* [DIRECTIVE]
Which lines of the records contain "bush"? Pick out each of them and copy it, matching case exactly.

* [GIVEN ENTRIES]
+++++

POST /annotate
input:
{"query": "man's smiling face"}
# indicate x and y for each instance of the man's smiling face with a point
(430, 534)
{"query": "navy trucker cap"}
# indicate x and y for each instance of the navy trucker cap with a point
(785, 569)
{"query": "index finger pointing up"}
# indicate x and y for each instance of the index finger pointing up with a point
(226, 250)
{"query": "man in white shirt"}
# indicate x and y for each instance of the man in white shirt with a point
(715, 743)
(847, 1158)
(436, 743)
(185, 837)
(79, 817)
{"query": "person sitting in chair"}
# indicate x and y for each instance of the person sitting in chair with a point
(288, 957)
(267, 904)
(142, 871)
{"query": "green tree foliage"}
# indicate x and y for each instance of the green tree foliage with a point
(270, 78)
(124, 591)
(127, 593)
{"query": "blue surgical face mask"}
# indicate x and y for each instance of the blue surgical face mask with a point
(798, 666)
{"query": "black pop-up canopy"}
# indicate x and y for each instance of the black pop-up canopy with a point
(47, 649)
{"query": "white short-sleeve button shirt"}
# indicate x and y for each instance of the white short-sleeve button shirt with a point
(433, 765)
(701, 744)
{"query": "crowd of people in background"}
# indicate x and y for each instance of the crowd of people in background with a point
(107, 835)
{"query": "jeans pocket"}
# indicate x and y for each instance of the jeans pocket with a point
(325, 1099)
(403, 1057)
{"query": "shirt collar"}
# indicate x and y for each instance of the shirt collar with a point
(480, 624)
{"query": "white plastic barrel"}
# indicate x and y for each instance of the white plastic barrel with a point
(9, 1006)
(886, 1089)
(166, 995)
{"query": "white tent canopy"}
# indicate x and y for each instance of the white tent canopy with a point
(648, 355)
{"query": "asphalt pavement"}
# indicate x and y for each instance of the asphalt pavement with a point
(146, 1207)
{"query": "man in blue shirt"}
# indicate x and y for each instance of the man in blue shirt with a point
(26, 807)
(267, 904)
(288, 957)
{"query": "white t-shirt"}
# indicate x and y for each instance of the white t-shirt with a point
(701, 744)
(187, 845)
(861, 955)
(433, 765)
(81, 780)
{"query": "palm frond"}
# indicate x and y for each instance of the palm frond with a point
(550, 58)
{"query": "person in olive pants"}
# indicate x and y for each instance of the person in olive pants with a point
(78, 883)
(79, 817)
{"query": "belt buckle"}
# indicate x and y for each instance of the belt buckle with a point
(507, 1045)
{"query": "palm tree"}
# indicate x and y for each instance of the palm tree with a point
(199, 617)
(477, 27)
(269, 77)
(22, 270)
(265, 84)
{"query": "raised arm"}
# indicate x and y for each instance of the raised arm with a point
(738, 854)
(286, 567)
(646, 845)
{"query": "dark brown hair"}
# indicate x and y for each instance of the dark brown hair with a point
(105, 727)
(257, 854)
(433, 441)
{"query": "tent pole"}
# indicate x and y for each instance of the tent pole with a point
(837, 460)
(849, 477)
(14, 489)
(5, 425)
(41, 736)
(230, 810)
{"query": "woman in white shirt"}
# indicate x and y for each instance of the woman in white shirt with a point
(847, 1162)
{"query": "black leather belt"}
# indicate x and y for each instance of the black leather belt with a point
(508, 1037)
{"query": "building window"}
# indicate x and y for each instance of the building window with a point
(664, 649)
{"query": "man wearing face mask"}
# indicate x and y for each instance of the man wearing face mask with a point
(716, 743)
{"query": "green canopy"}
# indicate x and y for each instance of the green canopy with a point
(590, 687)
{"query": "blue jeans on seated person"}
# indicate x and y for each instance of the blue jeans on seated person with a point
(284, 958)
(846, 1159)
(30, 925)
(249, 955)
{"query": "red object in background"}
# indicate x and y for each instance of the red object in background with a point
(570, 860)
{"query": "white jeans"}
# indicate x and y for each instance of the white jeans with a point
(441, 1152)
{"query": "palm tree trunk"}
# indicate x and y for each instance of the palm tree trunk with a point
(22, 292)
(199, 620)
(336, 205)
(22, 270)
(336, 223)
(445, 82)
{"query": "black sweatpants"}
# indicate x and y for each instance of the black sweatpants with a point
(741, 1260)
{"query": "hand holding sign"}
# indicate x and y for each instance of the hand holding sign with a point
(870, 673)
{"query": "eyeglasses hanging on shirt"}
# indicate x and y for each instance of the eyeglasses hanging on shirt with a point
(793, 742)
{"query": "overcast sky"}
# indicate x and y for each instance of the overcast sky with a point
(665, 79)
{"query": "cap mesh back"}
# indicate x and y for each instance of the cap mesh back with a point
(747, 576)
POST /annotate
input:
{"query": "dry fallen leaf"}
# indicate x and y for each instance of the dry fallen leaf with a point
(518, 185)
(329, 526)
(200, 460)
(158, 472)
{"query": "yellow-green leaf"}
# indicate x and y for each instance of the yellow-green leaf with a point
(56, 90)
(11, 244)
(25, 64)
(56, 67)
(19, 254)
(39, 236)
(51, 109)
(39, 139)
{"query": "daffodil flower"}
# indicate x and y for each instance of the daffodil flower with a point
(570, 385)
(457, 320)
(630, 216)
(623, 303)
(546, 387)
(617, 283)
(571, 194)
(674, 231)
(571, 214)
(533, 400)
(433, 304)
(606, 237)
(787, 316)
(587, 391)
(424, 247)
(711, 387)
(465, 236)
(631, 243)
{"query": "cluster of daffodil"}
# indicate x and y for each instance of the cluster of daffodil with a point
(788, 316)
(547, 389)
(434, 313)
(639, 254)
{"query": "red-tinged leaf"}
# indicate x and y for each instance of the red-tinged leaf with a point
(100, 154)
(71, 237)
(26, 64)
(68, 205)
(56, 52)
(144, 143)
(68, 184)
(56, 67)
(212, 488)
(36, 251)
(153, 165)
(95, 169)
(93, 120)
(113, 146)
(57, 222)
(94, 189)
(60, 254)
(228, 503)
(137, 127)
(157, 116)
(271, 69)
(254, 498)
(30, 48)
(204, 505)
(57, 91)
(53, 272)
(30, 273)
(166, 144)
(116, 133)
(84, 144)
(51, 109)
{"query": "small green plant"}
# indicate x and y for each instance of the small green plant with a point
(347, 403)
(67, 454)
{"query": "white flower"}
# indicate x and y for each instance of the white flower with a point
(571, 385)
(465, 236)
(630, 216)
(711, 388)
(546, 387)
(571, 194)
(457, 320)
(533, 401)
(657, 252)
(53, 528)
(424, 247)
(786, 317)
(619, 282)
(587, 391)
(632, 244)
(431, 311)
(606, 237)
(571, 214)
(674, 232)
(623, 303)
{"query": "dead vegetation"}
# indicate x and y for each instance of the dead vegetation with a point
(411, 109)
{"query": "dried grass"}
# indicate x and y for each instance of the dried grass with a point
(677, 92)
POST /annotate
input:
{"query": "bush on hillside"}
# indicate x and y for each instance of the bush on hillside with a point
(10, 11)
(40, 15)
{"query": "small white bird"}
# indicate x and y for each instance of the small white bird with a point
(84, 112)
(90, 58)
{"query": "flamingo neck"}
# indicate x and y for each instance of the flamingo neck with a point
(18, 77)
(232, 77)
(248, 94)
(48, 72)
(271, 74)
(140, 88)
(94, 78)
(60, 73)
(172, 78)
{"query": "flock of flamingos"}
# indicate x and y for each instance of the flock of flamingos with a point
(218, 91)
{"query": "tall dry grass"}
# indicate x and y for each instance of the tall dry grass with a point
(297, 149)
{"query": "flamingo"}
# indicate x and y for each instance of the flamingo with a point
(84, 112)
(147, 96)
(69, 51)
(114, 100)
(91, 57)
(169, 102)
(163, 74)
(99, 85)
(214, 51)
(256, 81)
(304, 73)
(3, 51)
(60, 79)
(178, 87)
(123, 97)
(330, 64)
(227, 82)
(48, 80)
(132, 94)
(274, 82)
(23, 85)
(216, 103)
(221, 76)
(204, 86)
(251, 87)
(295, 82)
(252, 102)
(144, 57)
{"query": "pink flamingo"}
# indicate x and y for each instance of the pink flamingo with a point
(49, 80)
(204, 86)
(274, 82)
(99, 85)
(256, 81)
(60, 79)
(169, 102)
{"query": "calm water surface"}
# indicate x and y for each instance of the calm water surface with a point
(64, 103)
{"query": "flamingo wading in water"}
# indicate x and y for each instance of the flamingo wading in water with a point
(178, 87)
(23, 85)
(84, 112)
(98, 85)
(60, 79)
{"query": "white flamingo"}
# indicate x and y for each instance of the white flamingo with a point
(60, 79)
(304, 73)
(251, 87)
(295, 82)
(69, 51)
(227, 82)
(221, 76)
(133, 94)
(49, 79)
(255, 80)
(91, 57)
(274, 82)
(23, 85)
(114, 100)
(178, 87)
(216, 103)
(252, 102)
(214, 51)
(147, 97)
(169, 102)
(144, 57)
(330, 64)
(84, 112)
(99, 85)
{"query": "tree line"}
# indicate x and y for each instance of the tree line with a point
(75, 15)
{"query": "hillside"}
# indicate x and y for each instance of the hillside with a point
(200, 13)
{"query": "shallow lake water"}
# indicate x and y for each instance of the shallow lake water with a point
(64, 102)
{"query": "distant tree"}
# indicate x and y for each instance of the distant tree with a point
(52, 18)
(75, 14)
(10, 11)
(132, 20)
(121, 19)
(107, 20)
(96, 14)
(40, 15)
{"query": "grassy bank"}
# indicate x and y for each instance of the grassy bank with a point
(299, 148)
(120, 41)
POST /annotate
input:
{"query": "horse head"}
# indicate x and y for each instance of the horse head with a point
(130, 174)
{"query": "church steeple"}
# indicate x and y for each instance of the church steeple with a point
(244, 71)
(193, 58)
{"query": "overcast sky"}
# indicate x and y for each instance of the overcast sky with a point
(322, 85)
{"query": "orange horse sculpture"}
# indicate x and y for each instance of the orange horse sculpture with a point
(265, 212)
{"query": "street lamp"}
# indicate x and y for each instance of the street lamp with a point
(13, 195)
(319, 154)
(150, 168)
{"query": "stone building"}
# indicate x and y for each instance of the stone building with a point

+++++

* [RESPONSE TO THE EXERCISE]
{"query": "bush on hillside"}
# indicate x and y for each instance of the bush on hillside with a point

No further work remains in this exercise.